* Text segment:

_____

Mostly Good

No cancer in the lymph nodes. So that is a very good outcome. No chemo, no radio, just hormone therapy if I choose it. A good meeting with S2. She even talked to B some of the time (he thinks she has read my blog – I gave the address to my bc nurse). She again offered me reconstructive surgery (I was wearing no softie), or said she could lift my other boob if I wished. I am a bit startled by these generous offers of expensive surgery. I think They must consider women having bc treatment as being in a high-risk category psychologically: I also noticed that when I phoned my local health centre with a small query about my stitches last week, I was put on the triage (=urgent) list, and my GP phoned me back within 10 minutes.

However, despite the fact that S2 told me at our last clinic visit just before surgery not to think, it is a good job I did. Because, although I have mentioned the deep vein thrombosis I had in pregnancy at every encounter I have had with medics in the last 6 weeks, she and the multi-disciplinary team who met yesterday had not considered this when thinking about hormone therapy. So if I had not been on the ball, and had not already checked that a history of blood clots is a contra-indication for Tamoxifen, and queried it with her, I might have been put on that. Not good.

The alternative is monthly injections – for an instant menopause – and a daily pill to suppress the oestrogen that post-menopausal women still make. I won’t run down the list of possible side effects – and I would probably be unlucky to get them all – but it doesn’t sound like fun.

I don’t have to do it of course. Apparently, without any more therapy at all, I have a 95% chance of still being alive in 10 years time, and I still have more chance of dying of an unrelated cause than I do of dying of cancer within that time frame. I have an 82% chance of still being alive and cancer-free in 10 years time. Or I could try the drugs, which decrease the risks just a tiny bit more, and if I start raging, overheating, vomiting, etc. etc. to an intolerable extent, I could just stop. Or maybe it won’t be too bad.

_____

* Problem: Write out the blog post word for word, from "I don’t have" down to "be too bad.".

(Stored data entries)
_____

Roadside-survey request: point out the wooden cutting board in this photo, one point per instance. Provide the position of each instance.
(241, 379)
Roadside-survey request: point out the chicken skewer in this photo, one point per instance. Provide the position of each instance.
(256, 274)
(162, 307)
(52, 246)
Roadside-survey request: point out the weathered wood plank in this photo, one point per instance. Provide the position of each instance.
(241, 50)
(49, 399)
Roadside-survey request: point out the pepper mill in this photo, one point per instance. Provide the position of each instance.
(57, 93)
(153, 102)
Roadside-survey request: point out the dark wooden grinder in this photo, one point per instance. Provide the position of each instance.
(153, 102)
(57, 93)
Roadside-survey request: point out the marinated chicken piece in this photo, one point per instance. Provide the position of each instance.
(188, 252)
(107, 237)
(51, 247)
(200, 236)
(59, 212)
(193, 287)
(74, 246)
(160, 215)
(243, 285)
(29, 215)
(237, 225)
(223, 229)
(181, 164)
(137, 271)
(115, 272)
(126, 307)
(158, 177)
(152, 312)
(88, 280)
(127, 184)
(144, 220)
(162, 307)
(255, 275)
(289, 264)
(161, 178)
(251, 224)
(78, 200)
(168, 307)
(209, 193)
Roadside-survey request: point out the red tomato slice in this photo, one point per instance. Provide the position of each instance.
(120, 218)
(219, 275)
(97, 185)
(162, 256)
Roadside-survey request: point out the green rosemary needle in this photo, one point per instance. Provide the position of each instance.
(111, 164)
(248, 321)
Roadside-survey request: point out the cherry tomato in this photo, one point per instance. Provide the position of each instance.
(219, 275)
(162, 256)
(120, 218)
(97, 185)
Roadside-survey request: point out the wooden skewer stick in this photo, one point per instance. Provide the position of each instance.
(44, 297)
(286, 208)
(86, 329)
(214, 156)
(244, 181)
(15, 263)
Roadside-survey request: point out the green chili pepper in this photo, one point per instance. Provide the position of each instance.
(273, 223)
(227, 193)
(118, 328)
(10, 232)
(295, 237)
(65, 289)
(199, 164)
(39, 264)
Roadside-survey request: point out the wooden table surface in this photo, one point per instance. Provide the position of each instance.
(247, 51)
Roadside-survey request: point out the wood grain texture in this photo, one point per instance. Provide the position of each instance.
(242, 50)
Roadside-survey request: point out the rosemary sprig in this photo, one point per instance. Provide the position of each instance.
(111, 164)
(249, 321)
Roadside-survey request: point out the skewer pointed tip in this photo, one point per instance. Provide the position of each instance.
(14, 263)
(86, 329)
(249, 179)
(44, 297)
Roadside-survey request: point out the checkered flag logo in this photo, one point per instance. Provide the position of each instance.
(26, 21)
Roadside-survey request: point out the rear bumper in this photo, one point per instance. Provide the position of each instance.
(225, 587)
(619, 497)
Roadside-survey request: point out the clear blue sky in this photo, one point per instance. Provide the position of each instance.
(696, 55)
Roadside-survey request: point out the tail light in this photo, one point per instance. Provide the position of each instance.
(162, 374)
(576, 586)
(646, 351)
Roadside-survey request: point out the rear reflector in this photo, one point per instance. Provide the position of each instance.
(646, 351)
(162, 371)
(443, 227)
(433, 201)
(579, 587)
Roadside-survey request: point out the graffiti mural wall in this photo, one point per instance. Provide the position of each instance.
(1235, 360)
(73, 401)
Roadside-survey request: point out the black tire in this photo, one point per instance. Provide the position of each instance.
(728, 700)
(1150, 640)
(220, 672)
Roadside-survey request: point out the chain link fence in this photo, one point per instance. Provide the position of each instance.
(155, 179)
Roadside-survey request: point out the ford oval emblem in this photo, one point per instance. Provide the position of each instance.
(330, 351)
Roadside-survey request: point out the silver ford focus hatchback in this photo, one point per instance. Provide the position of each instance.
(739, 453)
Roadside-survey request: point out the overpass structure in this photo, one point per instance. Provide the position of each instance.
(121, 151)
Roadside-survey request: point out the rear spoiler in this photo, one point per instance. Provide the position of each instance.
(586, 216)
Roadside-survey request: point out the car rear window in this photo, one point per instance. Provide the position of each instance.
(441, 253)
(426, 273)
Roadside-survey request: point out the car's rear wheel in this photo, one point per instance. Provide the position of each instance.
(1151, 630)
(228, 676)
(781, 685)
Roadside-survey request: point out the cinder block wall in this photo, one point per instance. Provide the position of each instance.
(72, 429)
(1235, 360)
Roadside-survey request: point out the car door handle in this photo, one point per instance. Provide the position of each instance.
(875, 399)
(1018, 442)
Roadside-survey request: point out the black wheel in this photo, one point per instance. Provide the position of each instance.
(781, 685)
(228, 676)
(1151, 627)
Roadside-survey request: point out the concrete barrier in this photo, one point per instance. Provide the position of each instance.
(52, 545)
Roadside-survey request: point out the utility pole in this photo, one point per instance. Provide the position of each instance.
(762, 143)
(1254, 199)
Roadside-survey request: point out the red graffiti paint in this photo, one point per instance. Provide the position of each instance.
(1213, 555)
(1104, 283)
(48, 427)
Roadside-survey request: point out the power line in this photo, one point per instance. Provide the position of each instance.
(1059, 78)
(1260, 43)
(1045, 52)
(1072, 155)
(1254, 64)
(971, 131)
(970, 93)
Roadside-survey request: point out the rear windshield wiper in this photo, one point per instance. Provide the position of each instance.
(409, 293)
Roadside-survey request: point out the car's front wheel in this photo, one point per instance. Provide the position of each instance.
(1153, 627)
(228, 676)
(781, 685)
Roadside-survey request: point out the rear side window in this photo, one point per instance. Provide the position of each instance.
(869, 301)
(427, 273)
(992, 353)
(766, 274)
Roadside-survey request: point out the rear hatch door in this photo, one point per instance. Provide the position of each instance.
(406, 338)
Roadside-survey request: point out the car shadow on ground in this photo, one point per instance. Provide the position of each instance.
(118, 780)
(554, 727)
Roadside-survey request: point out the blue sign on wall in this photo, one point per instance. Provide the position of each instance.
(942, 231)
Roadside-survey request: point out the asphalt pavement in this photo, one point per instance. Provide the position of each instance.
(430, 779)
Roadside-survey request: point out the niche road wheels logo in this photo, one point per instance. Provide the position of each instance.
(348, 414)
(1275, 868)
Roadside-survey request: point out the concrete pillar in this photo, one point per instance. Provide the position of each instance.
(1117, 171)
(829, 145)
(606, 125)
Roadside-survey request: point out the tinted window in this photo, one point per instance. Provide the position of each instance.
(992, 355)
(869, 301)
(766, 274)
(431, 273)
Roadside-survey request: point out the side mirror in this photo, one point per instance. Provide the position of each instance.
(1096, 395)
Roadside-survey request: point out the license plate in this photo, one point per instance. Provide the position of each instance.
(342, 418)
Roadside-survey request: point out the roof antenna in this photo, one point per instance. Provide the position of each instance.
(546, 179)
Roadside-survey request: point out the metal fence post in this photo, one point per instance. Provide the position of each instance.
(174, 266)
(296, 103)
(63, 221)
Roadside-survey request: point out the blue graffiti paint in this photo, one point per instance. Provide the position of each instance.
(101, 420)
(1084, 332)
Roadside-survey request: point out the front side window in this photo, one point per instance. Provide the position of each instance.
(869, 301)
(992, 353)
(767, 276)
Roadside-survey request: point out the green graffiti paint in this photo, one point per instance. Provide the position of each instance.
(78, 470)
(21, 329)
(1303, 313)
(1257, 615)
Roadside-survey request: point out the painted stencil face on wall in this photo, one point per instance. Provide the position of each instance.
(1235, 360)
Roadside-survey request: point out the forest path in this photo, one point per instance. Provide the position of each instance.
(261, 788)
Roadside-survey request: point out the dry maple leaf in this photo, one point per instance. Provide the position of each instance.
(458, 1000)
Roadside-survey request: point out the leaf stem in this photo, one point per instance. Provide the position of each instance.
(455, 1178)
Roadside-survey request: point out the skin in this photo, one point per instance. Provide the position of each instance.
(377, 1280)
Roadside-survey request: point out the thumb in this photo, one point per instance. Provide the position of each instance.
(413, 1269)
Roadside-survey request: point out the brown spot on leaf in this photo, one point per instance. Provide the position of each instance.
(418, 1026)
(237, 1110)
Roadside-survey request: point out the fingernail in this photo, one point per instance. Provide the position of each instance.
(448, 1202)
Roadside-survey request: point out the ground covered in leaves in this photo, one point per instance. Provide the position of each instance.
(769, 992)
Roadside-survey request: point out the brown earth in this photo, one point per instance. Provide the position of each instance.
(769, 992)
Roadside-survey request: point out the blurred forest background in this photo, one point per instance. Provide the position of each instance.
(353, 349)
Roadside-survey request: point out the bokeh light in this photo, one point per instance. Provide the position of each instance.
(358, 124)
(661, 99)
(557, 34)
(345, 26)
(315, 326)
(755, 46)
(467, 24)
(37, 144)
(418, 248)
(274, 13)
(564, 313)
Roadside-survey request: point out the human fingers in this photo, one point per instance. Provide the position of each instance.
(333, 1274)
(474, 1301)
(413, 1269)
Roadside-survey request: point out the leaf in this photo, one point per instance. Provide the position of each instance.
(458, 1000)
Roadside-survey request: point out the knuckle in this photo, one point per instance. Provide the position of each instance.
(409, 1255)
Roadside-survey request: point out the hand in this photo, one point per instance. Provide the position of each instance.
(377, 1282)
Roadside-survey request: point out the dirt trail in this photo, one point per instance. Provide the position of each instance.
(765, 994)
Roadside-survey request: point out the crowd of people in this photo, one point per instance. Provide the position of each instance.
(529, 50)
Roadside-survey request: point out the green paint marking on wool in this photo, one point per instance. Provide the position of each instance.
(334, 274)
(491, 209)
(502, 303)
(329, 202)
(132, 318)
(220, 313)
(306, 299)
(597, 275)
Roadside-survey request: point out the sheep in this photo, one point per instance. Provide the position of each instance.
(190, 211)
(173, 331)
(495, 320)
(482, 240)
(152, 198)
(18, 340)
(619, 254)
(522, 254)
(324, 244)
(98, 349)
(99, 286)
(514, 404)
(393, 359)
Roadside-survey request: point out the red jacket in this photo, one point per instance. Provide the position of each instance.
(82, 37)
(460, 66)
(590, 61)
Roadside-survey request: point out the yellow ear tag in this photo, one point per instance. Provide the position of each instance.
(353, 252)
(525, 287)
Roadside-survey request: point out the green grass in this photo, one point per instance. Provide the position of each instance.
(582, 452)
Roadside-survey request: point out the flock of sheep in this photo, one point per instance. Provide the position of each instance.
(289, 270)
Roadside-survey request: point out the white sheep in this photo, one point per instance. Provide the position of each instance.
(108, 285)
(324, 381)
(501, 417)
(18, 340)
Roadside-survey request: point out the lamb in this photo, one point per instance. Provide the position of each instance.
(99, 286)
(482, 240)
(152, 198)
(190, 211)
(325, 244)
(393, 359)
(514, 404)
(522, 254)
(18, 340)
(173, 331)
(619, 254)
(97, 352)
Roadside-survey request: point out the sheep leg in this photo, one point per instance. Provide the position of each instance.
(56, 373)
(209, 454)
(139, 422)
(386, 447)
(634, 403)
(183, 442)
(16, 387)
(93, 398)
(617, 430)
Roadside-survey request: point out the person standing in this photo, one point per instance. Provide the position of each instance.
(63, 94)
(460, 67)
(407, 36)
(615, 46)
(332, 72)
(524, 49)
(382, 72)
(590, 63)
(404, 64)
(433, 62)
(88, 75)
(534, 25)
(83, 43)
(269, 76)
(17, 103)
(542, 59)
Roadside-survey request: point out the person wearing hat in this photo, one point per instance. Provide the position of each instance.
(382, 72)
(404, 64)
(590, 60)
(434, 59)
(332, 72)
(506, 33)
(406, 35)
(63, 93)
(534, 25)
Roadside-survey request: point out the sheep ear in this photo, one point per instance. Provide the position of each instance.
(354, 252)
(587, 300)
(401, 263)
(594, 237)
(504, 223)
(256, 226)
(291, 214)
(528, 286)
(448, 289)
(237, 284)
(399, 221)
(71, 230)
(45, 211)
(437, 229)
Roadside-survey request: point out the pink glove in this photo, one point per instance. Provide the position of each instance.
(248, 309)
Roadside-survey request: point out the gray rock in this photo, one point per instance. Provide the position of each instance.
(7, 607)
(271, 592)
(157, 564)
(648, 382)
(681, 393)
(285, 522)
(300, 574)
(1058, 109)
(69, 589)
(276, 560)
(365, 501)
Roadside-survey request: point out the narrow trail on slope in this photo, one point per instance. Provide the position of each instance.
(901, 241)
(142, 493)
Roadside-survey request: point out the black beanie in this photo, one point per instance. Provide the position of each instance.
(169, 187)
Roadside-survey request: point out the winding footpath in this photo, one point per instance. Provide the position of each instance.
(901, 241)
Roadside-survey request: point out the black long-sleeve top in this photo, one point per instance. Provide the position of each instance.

_____

* Solution for this exercise:
I don’t have to do it of course. Apparently, without any more therapy at all, I have a 95% chance of still being alive in 10 years time, and I still have more chance of dying of an unrelated cause than I do of dying of cancer within that time frame. I have an 82% chance of still being alive and cancer-free in 10 years time. Or I could try the drugs, which decrease the risks just a tiny bit more, and if I start raging, overheating, vomiting, etc. etc. to an intolerable extent, I could just stop. Or maybe it won’t be too bad.